### PASSAGE
# With the lack of snow comes another project!



## comeeonn (Dec 4, 2009)

i could really use snow anytime now lol with the downtime this part of the year brings i have too much time to look around at trucks for sale. heres the latest, 2002 2500hd, 4x4 8.1. picked her up cheap. the service body didnt come in the sale, however i insisted on taking it off for the guy because he told me he was just going to have his buddie cut it off for him... WTF. lucky for me i still have the bed off my 2003 that just happens to be the same color!

heres the to do list-
- all the brake lines
- oil cooler lines
- tranny cooler line
- sandblast the frame, primer, paint, tar, undercoat.
- all new brakes, calipers
- sandblast rims, paint black
- towing mirrors 
- tires
- replace rockers 
- engine fan and clutch replacement 
- change oil, both axles, transfer case, coolant, all filters
- and more as i think of it lol

pics will be updated as i go, these are after the first day


----------



## vegaman04 (Dec 12, 2007)

Sub'ed for updates


----------



## djr623 (Oct 20, 2011)

Miles? Nice truck


----------



## randomb0b123 (Jul 14, 2010)

sucks you didnt get the bed but o well still a nice truck


----------



## White Gardens (Oct 29, 2008)

You'll love the 8.1, I'm a huge fan....

Why not skip the bed you have for it and put a flat-bed on it.?

...


----------



## comeeonn (Dec 4, 2009)

djr623;1378476 said:


> Miles? Nice truck


thanks, 141k



randomb0b123;1378616 said:


> sucks you didnt get the bed but o well still a nice truck


i didnt want it anyways, my 03 is a service body



White Gardens;1378633 said:


> You'll love the 8.1, I'm a huge fan....
> 
> Why not skip the bed you have for it and put a flat-bed on it.?
> 
> ...


i never liked the looks of a single wheel flatbed, with my other one being a service truck, this one will have just a backrack and a single crossover in the bed, oh and a plow.... DUH Thumbs Up


----------



## mossman381 (Nov 17, 2009)

### EXTRACTED DATA
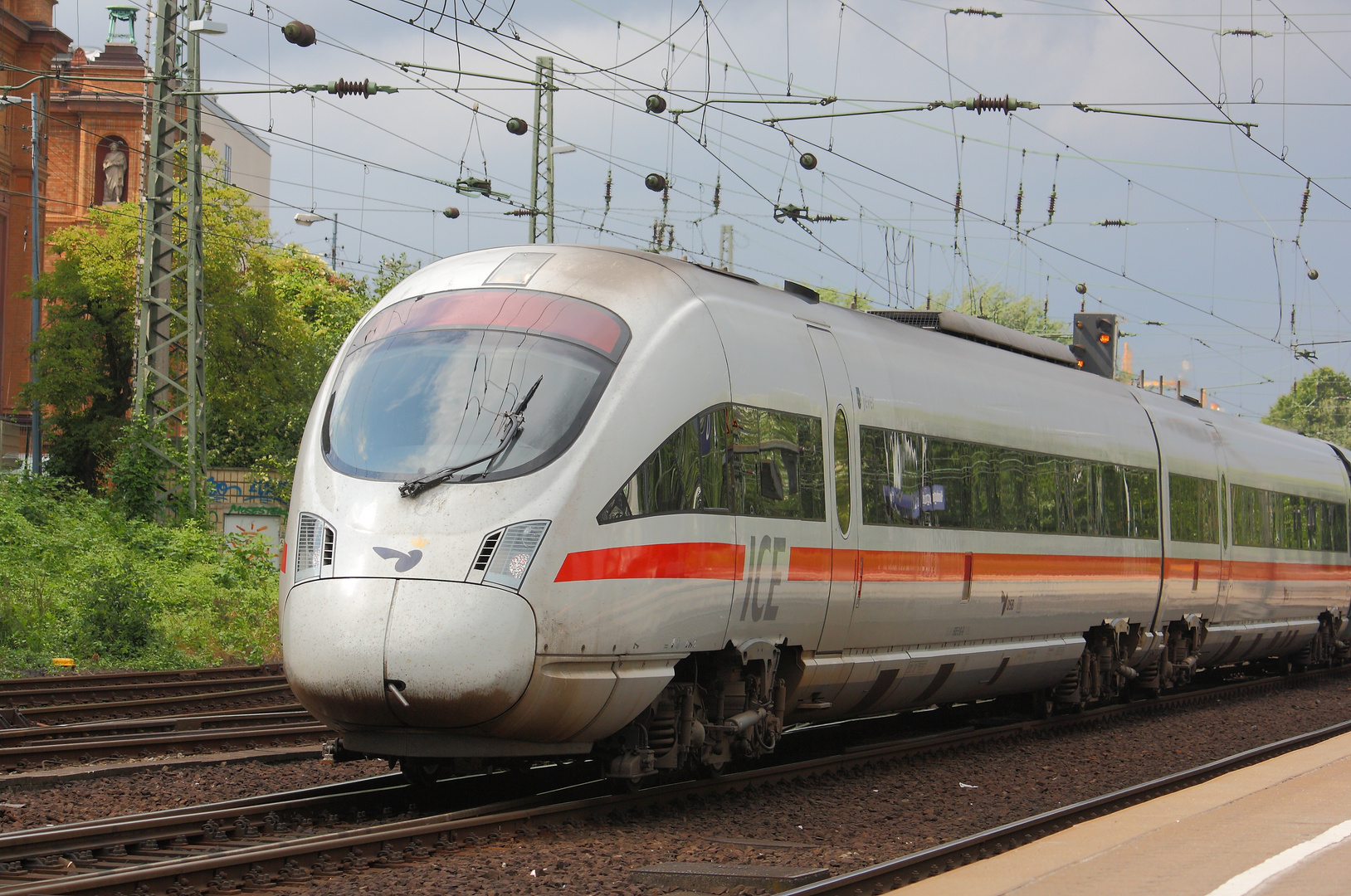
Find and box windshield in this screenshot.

* * *

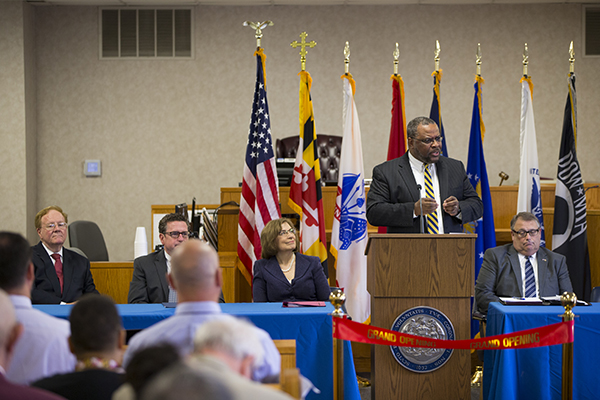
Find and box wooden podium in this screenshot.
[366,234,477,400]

### EXERCISE OBJECTIVE
The opening post of the forum thread contains a to-do list. List every item named in the list entry that begins "change oil".

### EXERCISE ANSWER
- oil
- both axles
- transfer case
- coolant
- all filters